[Task item] Check each line of the records for "negative"; collect those that have it.

[Data supplied]
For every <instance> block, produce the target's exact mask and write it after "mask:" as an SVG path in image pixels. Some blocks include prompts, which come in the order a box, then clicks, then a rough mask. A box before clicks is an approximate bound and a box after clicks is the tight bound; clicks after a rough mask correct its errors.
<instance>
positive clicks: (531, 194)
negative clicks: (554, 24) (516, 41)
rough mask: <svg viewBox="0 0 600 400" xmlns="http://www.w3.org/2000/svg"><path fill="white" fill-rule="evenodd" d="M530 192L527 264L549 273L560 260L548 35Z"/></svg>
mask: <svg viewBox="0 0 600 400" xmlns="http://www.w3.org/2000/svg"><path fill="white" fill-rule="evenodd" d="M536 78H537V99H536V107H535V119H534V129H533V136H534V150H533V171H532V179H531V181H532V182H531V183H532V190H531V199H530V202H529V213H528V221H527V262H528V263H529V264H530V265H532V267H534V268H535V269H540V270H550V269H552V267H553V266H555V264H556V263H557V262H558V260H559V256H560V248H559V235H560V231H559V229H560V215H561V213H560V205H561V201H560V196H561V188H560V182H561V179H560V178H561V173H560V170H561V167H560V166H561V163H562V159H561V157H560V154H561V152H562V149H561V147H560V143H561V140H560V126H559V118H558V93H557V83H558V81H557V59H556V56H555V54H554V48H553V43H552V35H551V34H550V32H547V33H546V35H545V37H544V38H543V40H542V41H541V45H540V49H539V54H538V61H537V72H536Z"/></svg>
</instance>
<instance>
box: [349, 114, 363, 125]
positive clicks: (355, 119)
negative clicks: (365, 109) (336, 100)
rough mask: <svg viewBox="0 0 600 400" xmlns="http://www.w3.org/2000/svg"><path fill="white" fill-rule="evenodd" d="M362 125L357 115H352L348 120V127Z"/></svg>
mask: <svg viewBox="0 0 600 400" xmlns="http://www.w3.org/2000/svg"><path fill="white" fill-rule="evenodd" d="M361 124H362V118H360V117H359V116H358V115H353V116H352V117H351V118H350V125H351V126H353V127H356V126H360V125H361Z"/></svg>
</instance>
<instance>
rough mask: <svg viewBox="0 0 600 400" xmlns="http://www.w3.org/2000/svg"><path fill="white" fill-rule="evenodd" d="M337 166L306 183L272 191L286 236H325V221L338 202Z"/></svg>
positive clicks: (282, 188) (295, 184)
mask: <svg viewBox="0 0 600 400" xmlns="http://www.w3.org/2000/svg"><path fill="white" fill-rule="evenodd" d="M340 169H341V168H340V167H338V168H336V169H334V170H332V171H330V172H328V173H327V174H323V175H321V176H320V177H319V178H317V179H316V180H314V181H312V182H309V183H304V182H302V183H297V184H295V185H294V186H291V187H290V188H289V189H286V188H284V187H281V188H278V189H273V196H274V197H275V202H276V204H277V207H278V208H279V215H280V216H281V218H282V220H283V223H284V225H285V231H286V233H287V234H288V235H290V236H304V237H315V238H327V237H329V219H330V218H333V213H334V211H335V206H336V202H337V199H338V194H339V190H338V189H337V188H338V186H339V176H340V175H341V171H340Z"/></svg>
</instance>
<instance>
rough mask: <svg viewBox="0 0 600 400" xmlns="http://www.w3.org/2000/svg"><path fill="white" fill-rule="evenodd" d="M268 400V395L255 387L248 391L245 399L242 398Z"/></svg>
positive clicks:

[Solved problem]
negative clicks: (554, 24) (516, 41)
negative clicks: (365, 109) (336, 100)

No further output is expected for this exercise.